> _本文_
_ _ _ _

ひとつは、いつも同じ食材で、同じ方法で同じ時間をかけて同じ料理を仕上げる大いなるルーティンの側面
もうひとつは季節や天気に応じて食材や味付けを調整するアレンジ力です。
- 同じ料理をつくる
- 季節や天候で変化した料理をつくる調整力
同じ料理をつくり続ける料理人
まずルーティンの部分で言えば西洋と違い明文化されたものよりは、口述を主体として受け継がれています。
文献をひも解いても、日本書紀にもどのようなものを食べていたのかという記述はあってもどのように作ったのかというものは残っていません。
中世になっても酢や醤油などの調味料に関する文献はあってもいわゆるレシピなるものは存在せず、それは明治という時代を待たなければならなかったのです。
なぜルーティンと表現したのかというと、体に染みついた所作、作法だからです。
この口述によるルーティン(調理方法)は茶道や華道に流派があるように、修行をした場所により内容が異なり、同じ料理でも違った味が提供され、逆に言えば日本の料理の奥深さはこの辺にルーツがあるようなのです。
今でこそレシピがあり口述よりも短期間で完成品である料理を作り出すことは可能になったのですが、その調理方法がこれまで同様のルーティンとなっているのかは疑問が残るところです。
四季にあわせた調整力をもった料理人
次に調整力です。ルーティンとは対極にある能力です。逆に言えば脱レシピとも言えます。
たとえば1年中提供される定番料理が同じレシピで、1年中同じ味で作られるとしたら、それはファミリーレストランやナショナルチェーン店となんら変わりません。
夏の盛りはさっぱりと、寒い冬の日は少々濃厚にと肌で感じる温度や湿度で味を調えるからこそ「いつも同じ美味しさ」を提供できるのです。
作り手のホスピタリティーとはこういうところで発揮されるのです。
繁盛店の経営者に求められる資質
小規模の飲食店では、料理人=経営者というところも珍しくありません。ただここは同じ人が携わるにしても別人格としてみてください。
経営者はマネジメントを行います。決してお金の管理という訳ではありません。このマネジメントは2つの重要な使命があります。
- 人を使って結果を出すこと=利益をうむこと
- 新たな顧客を創造することです。
まず人を使って利益を出す方法で言えば
- 計数管理
- 労務管理
- 出納管理
の3つがあげられます。
1.飲食店の計数管理(マネジメント)
提供される料理が、原価計算通りに作られているのかチェックしなければなりません。
オーバーポーションになっていないか廃棄ロスが多くなっていないか、チェックの目を光らさないとせっかくの利益も目減りしてしまいます。その為にも毎月の棚卸しチェックが重要です。
買い付けた食材の量に対し消費した食材の量と残っている食材をチェックし、その食材で作られた料理の数が適正であったのか、原価計算と比べてどうだったのかを調べればその差額がロスとして浮かび上がります。
これがなぜ発生したのか突き止めることが「マネジメント」(料理の計数管理)です。
2.飲食店の労務管理
サービス残業に労働保険の未加入など今の時代は、以前に比べものにならない程厳しくなっています。それ以上にSNSなどの普及により、ブラックバイト先の烙印を押されてしまうといくらお金をかけてアルバイトを募集しても集まらなくなってしまいます。

_ _ _ _

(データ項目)
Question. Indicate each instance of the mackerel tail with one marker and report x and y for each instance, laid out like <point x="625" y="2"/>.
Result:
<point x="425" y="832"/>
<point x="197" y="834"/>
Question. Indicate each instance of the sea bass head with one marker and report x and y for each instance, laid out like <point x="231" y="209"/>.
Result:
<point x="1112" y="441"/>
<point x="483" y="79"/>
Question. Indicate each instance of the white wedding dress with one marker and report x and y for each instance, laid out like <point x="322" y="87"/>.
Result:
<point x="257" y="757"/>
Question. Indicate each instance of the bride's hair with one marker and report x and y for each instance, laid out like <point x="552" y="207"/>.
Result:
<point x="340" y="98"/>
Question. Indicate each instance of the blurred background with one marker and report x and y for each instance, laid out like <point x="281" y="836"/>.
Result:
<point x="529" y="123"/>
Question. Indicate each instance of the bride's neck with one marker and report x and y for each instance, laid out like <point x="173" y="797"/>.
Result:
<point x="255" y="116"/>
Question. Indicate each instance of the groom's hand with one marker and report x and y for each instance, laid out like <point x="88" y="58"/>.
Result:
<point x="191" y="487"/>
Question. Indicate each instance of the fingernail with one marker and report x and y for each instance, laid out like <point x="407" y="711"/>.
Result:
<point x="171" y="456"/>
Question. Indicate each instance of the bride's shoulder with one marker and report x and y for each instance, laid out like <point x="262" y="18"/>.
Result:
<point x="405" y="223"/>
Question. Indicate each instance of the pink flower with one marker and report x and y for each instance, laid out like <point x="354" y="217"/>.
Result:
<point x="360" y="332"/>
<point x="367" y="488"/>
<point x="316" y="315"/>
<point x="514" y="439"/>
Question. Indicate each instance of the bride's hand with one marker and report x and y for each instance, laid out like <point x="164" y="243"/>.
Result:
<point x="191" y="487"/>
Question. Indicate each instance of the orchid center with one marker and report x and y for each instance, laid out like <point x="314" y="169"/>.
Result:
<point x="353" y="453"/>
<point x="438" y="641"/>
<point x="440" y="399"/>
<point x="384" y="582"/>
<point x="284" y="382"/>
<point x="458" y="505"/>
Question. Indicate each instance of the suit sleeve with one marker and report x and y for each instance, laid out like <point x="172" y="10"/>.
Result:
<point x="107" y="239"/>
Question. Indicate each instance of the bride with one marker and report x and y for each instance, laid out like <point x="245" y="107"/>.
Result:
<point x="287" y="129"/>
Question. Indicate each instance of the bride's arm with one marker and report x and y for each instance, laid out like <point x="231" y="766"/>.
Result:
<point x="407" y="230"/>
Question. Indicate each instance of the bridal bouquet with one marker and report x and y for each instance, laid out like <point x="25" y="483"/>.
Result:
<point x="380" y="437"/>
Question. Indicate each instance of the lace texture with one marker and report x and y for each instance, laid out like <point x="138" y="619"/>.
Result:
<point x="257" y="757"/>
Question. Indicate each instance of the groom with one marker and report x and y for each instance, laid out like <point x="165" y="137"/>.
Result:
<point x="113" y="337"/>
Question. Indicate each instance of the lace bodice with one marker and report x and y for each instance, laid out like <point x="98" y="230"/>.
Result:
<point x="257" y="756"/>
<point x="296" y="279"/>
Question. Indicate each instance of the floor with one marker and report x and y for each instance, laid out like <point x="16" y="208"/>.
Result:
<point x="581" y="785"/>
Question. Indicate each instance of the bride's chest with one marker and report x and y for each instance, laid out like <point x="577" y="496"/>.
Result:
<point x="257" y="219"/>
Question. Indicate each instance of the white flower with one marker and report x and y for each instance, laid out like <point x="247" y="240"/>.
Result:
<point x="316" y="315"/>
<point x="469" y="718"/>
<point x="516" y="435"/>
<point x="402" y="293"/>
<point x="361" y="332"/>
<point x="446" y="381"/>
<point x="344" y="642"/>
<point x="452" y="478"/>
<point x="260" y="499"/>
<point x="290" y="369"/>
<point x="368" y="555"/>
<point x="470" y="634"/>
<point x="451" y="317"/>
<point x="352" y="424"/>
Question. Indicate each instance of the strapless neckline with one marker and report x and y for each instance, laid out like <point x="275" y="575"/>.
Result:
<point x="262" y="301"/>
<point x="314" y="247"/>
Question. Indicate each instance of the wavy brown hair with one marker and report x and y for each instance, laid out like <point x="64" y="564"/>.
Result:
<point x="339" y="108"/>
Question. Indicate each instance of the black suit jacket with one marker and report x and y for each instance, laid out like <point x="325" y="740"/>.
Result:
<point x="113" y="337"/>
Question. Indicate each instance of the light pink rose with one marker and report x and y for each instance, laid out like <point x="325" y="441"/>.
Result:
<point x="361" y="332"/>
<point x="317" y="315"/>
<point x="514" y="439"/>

_ _ _ _

> _課題一覧_
1) 飲食店の料理人と経営者についての文章のうち、「中世になっても酢や醤油などの」を含むところから始まり「言えば脱レシピとも言えます。」で終わる部分を、「口述」を「口伝」に置き換えて書き直してもらえますか？
2) 飲食店の料理人と経営者についての文章を、最後の文の後から続けて書いてもらえますか？

> _各課題の解答_
1)
中世になっても酢や醤油などの調味料に関する文献はあってもいわゆるレシピなるものは存在せず、それは明治という時代を待たなければならなかったのです。
なぜルーティンと表現したのかというと、体に染みついた所作、作法だからです。
この口伝によるルーティン(調理方法)は茶道や華道に流派があるように、修行をした場所により内容が異なり、同じ料理でも違った味が提供され、逆に言えば日本の料理の奥深さはこの辺にルーツがあるようなのです。
今でこそレシピがあり口伝よりも短期間で完成品である料理を作り出すことは可能になったのですが、その調理方法がこれまで同様のルーティンとなっているのかは疑問が残るところです。
四季にあわせた調整力をもった料理人
次に調整力です。ルーティンとは対極にある能力です。逆に言えば脱レシピとも言えます。

2)
経営者は意識を変え、臨時雇用や非正規雇用者という認識は捨て、大切な労働力として迎える姿勢が不可欠です。
よく時給金額さえ上げれば人は集まるという誤った認識を持たれている経営者の方がいますが、今の若者はお金以外に、例えば仕事を任される喜びやほめられるやりがいを同時に求めているというアンケート結果があります。令和の時代、働く環境を作るマネジメント(飲食店の労務管理)がなければアルバイトの離職率が高くなりいずれお店は立ち行かなくなります。
3.飲食店の出納管理
現実問題として、飲食店に限らず事業の存続には現金が必用です。
いくら売掛債権(カード支払い分の債権)があっても、納入業者の支払いに間に合わずに資金がショートしてしまえばお店は終わりです。
そうならない為に出て行くお金と回収するお金について、毎月の支払サイクルと入金サイクルを1ヶ月から3ヶ月先まで見込んでいないと、いつかの8月の様に、雨が21日間も続くことでの売上計画の狂いが生じたり、大きな売り上げを見込んでいたハロウィンが台風で流れてしまうなどの突発的な事象が起こった時にどう対応していいのか判断がつかなくなります。
ここは面倒でも毎日向き合わなくてはなりません。飲食店を存続させるということは最大の経営課題だからです。
繁盛店は料理人と経営者の共同作業~顧客の創造~
経営者のもうひとつの命題である顧客を創造する為には、料理人との共同作業が不可欠。
飲食店では30~40品目のメニューがあると言われていますが、月単位や四半期単位での分析が大切です。
看板料理の売上が下がっていたり、これまで原価率が低くい割に人気商品となっていたメニューに変化があるようならテコ入れが必要です。
また人気商品もバリエーションを増やしたり、季節限定や1日数量限定の料理などもたとえば2名以上のオーダーからにするとかの工夫が売上に寄与します。
この分析にもとづく料理の創作は二人の合作でないと始まりません。
1年間でこの打合せ日をあらかじめ決めておかれることを強くおススメします。
余談ですが、
先日ある鮨店のご主人と話をしておりましたところこんな話が‥
ご自身でお店を開いてすでに30年近くなるのですが、今でも客単価の似かよった同業のお店に食べに行かれるようです。
その理由をお尋ねしたところ、食材のグレードや鮮度、価格とのバランスなどを比べてご自身のお店が取り残されてないかを確認するためだと仰ってました。
御年69歳になられたと聞きましたが、頭が下がる思いでした。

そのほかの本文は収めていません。